- **Exercice proposé a**:
Dans le texte sur la sous-traitance industrielle artisanale, relevez les quatre grands secteurs de la sous-traitance sur lesquels l'étude a porté.

- **Extrait du document**:

--------------------

Historiquement, les compétences de l’artisanat ont toujours été utilisées par l’industrie dans son développement : on parlait autrefois d’industries de métiers pour qualifier ces petits ateliers très actifs dans les domaines de la fonderie, de la mécanique générale, du décolletage. Faut-il le rappeler, il y a aussi une tradition de compagnonnage dans la chaudronnerie…

La dernière étude consacrée au secteur, en 1982, dressait un portrait mitigé de ces entreprises sujettes à une grande dépendance par rapport à leurs donneurs d’ordre. La sous-traitance de capacité y était alors forte. Depuis, avec la mondialisation et la sophistication des outils de production, l’industrie a profondément fait évoluer son organisation. Comment les entreprises artisanales de sous-traitance industrielle ont-elles réagi ? L’étude permet de répondre à ces questions.

3 thèmes ont été étudiés :

  • le poids de l’artisanat dans la sous-traitance industrielle
  • les marchés de ces entreprises
  • leurs enjeux de développement

L’étude a porté sur le cœur de la sous-traitance industrielle, à savoir une vingtaine d’activité dans quatre grands secteurs de la sous-traitance :

  • les industries transformatrices des métaux, qui regroupent le plus grand nombre des entreprises de sous-traitance industrielle (décolletage, mécanique, industrielle, chaudronnerie, revêtement des métaux, boulonnerie….)
  • la plasturgie et la transformation du caoutchouc (un millier d’entreprises)
  • la sous-traitance électronique.
  • la fonderie, qui comptent quelques centaines d’entreprises.

--------------------

- **Données d'entrée**:
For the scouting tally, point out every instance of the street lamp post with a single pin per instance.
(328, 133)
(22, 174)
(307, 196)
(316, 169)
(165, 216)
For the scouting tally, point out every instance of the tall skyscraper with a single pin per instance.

--------------------

- **Exercice proposé b**:
Recopiez à l'identique tous les enregistrements ci-dessus, du premier au dernier.

- **Corrigé détaillé a**:
- les industries transformatrices des métaux
- la plasturgie et la transformation du caoutchouc
- la sous-traitance électronique
- la fonderie

- **Corrigé détaillé b**:
For the scouting tally, point out every instance of the street lamp post with a single pin per instance.
(328, 133)
(22, 174)
(307, 196)
(316, 169)
(165, 216)
For the scouting tally, point out every instance of the tall skyscraper with a single pin per instance.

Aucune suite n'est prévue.